[Phrase grounding data]
<<<<

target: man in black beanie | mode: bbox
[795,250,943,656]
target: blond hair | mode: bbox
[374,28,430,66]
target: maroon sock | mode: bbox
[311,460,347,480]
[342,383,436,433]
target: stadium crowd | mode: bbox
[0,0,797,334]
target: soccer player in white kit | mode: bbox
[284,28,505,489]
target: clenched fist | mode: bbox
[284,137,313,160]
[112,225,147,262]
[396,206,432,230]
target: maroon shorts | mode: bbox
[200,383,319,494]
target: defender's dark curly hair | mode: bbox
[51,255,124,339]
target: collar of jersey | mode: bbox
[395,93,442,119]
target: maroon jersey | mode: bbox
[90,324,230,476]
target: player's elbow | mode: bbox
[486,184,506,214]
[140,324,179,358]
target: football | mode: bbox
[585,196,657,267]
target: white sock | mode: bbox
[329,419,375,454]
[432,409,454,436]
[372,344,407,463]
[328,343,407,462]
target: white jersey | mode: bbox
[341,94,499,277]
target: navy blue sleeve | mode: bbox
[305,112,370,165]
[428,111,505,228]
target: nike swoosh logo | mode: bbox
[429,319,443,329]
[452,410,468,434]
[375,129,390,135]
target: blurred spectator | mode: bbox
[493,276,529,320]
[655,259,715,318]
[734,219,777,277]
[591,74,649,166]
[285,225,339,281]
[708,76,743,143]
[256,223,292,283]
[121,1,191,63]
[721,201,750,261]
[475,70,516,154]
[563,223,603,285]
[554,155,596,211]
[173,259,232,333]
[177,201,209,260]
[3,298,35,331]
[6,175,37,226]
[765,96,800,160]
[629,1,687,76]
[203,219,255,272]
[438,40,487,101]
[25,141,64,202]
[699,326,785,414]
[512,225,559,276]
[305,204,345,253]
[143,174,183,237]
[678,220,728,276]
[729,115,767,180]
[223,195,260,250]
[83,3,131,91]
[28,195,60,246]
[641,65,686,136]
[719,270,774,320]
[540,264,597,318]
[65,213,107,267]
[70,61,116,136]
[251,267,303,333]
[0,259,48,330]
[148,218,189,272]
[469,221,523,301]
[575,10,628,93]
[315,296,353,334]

>>>>

TASK TO CARRY OUT: Write the records out again, character for character.

WRITTEN ANSWER:
target: man in black beanie | mode: bbox
[795,250,943,656]
target: blond hair | mode: bbox
[374,28,430,66]
target: maroon sock | mode: bbox
[311,460,347,480]
[342,383,436,433]
target: stadium crowd | mode: bbox
[0,0,797,334]
target: soccer player in white kit | mode: bbox
[284,28,505,489]
target: clenched fist | mode: bbox
[284,137,313,160]
[112,225,147,262]
[396,206,432,230]
target: maroon shorts | mode: bbox
[200,383,319,494]
target: defender's dark curly hair | mode: bbox
[51,255,124,339]
target: collar of jersey | mode: bbox
[395,93,442,119]
target: maroon jersey | mode: bbox
[90,324,230,476]
target: player's elbow | mode: bbox
[486,184,506,214]
[140,324,179,358]
target: football | mode: bbox
[585,196,657,267]
target: white sock | mode: bbox
[329,419,375,454]
[432,409,454,436]
[372,344,407,463]
[328,343,407,462]
target: white jersey | mode: bbox
[341,94,499,277]
target: navy blue sleeve | mode: bbox
[305,112,370,165]
[428,111,505,228]
target: nike swoosh logo | mode: bbox
[429,319,443,329]
[452,410,468,434]
[375,129,390,135]
target: blurred spectator | mode: bbox
[493,276,529,320]
[655,259,715,318]
[734,219,777,277]
[591,74,649,166]
[285,225,339,281]
[708,76,743,143]
[256,223,292,283]
[121,1,191,63]
[721,201,750,261]
[475,70,516,154]
[563,223,603,285]
[554,155,596,211]
[173,259,232,333]
[177,201,209,260]
[3,298,35,331]
[6,175,37,226]
[765,96,800,160]
[629,1,687,76]
[203,219,255,272]
[438,40,487,101]
[25,141,64,202]
[699,326,785,414]
[512,225,559,276]
[305,204,345,253]
[143,174,183,237]
[678,220,728,276]
[729,115,767,180]
[223,195,260,250]
[83,3,131,91]
[28,195,60,246]
[641,65,686,136]
[719,270,774,320]
[540,264,597,318]
[65,213,107,267]
[70,61,116,136]
[251,267,303,333]
[0,259,48,330]
[148,218,189,272]
[469,221,523,301]
[575,10,628,93]
[315,296,353,334]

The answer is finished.